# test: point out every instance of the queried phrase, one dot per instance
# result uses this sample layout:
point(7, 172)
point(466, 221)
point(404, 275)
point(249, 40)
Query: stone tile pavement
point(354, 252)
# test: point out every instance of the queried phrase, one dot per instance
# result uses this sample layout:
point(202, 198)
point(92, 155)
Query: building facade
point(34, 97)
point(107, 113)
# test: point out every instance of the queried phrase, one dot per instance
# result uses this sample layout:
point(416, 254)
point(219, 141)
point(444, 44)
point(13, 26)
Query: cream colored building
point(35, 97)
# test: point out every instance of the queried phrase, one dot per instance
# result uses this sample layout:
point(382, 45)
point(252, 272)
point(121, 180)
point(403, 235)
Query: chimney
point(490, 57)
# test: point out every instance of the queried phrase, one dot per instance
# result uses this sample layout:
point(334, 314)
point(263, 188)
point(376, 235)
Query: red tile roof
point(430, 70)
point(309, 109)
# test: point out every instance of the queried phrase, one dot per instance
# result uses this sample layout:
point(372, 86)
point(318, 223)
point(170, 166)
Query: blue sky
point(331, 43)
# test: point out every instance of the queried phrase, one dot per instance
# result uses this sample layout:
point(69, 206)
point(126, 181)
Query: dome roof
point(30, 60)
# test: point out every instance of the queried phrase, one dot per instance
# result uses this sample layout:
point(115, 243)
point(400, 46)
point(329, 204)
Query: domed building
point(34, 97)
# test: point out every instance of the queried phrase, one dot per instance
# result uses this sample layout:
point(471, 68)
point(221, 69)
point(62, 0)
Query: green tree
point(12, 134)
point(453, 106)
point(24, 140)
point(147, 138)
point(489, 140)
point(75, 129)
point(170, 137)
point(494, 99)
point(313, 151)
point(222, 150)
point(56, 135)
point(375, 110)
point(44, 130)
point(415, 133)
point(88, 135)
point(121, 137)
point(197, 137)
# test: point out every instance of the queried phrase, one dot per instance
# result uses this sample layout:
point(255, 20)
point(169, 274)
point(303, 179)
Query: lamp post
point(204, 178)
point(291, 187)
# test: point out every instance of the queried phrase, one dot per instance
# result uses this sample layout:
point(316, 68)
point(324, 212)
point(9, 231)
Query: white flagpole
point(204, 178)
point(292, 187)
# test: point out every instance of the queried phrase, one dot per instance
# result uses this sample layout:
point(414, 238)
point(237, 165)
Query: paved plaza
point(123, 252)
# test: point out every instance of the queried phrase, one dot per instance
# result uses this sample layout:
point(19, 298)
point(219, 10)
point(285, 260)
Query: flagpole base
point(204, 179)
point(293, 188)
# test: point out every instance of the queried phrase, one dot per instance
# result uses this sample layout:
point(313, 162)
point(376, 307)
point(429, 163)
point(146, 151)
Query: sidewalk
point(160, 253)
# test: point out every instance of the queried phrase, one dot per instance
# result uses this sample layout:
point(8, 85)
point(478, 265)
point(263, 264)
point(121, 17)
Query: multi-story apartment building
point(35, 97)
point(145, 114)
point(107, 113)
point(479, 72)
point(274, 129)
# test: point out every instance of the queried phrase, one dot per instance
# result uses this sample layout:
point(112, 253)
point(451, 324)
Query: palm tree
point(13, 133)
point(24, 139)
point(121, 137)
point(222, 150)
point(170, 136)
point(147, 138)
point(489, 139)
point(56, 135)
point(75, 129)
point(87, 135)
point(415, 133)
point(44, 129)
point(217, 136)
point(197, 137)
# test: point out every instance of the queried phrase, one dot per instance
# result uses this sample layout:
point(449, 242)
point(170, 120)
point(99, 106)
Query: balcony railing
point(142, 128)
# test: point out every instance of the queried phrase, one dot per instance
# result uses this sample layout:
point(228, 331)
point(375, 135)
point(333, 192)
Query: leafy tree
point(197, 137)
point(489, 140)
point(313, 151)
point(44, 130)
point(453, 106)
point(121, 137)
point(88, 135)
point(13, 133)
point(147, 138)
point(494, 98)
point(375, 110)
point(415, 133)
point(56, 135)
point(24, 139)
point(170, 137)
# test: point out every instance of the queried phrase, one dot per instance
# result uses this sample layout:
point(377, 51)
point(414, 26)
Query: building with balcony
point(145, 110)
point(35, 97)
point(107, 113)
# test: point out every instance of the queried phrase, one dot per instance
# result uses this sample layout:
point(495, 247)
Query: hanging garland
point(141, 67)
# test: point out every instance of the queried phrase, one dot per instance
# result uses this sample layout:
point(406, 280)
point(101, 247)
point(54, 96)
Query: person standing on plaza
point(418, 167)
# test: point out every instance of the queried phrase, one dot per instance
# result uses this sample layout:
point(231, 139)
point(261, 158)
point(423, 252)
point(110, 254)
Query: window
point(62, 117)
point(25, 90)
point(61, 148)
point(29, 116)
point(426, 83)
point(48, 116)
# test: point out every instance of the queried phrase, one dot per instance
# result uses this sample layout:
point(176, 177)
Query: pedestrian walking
********
● Brief: Could you reproduce every record above exactly as it appears?

● Task answer:
# test: point out every instance of the queried phrase, one dot per instance
# result uses this sample layout:
point(7, 172)
point(466, 221)
point(404, 275)
point(249, 40)
Query: stone tile pavement
point(354, 252)
# test: point out every instance of the queried phrase, one dot per instance
# result uses this sample layout:
point(202, 198)
point(92, 155)
Query: building facade
point(34, 97)
point(107, 113)
# test: point out every instance of the queried phrase, one dot per instance
# result uses this sample layout:
point(416, 254)
point(219, 141)
point(444, 44)
point(13, 26)
Query: cream colored building
point(35, 97)
# test: point out every instance of the queried phrase, one dot per instance
# result uses this sample layout:
point(382, 45)
point(252, 272)
point(121, 180)
point(403, 235)
Query: chimney
point(490, 57)
# test: point out every instance of the queried phrase, one dot per instance
# result uses this sample layout:
point(334, 314)
point(263, 188)
point(376, 235)
Query: red tile roof
point(430, 70)
point(309, 109)
# test: point out every instance of the queried phrase, one dot per instance
# result uses this sample layout:
point(372, 86)
point(318, 223)
point(170, 166)
Query: blue sky
point(331, 43)
# test: point out every instance of the queried phrase, one dot per instance
# result uses this sample layout:
point(69, 206)
point(126, 181)
Query: dome roof
point(30, 60)
# test: point out every instance of the queried phrase, one dot per instance
# result uses this sample layout:
point(115, 243)
point(400, 46)
point(329, 204)
Query: domed building
point(34, 97)
# test: point out every instance of the queried phrase, one dot per instance
# result uses this sample layout:
point(471, 68)
point(221, 69)
point(62, 0)
Query: green tree
point(12, 134)
point(453, 106)
point(24, 140)
point(147, 138)
point(489, 140)
point(75, 129)
point(170, 137)
point(494, 99)
point(313, 151)
point(222, 150)
point(56, 135)
point(375, 110)
point(44, 130)
point(415, 133)
point(88, 135)
point(121, 137)
point(197, 137)
# test: point out every instance of the queried phrase, one dot per instance
# result uses this sample layout:
point(255, 20)
point(169, 274)
point(303, 179)
Query: lamp post
point(204, 178)
point(291, 187)
# test: point out every instance of the queried phrase, one dot per instance
# result uses this sample layout:
point(316, 68)
point(324, 212)
point(9, 231)
Query: white flagpole
point(204, 178)
point(292, 187)
# test: point out every instance of the queried phrase, one dot per instance
# result uses this sample layout:
point(414, 238)
point(237, 165)
Query: paved plaza
point(123, 252)
# test: point out every instance of the queried phrase, one dot per instance
# result uses this sample layout:
point(19, 298)
point(219, 10)
point(285, 260)
Query: flagpole base
point(204, 179)
point(293, 188)
# test: point out every instance of the queried phrase, one dot per instance
# result uses this sample layout:
point(313, 162)
point(376, 307)
point(429, 163)
point(146, 151)
Query: sidewalk
point(160, 253)
# test: point out every instance of the queried phrase, one dot per instance
# result uses this sample layout:
point(8, 85)
point(478, 265)
point(263, 264)
point(121, 17)
Query: multi-story apartment building
point(35, 97)
point(145, 114)
point(107, 113)
point(479, 72)
point(274, 129)
# test: point out every instance of the queried phrase, one dot per instance
# result uses this sample layout:
point(112, 253)
point(451, 324)
Query: palm tree
point(13, 133)
point(24, 139)
point(121, 137)
point(222, 150)
point(170, 136)
point(147, 138)
point(489, 139)
point(56, 135)
point(75, 129)
point(87, 135)
point(415, 133)
point(44, 129)
point(217, 136)
point(197, 137)
# test: point out every instance of the queried phrase, one dot per instance
# result uses this sample layout:
point(449, 242)
point(170, 120)
point(99, 106)
Query: balcony railing
point(142, 128)
# test: point out every instance of the queried phrase, one dot per instance
# result uses this sample layout:
point(228, 331)
point(375, 135)
point(333, 192)
Query: leafy tree
point(197, 137)
point(489, 140)
point(313, 151)
point(44, 130)
point(453, 106)
point(121, 137)
point(88, 135)
point(13, 133)
point(147, 138)
point(494, 98)
point(375, 110)
point(415, 133)
point(56, 135)
point(24, 139)
point(170, 137)
# test: point out every instance of the queried phrase, one dot per instance
# result uses this sample layout:
point(377, 51)
point(414, 26)
Query: building with balcony
point(145, 110)
point(35, 97)
point(107, 113)
# test: point out every instance of the queried phrase, one dot per instance
# result uses this sample layout:
point(495, 247)
Query: hanging garland
point(141, 67)
# test: point out every instance of the queried phrase, one dot per instance
# result uses this sample layout:
point(406, 280)
point(101, 247)
point(54, 96)
Query: person standing on plaza
point(418, 167)
# test: point out every instance of the queried phrase, one dot per instance
# result uses this sample layout:
point(231, 139)
point(261, 158)
point(423, 252)
point(110, 254)
Query: window
point(62, 117)
point(25, 90)
point(61, 148)
point(29, 116)
point(426, 83)
point(48, 116)
# test: point out every instance of the queried phrase, one dot per instance
# result uses this sample layout:
point(176, 177)
Query: pedestrian walking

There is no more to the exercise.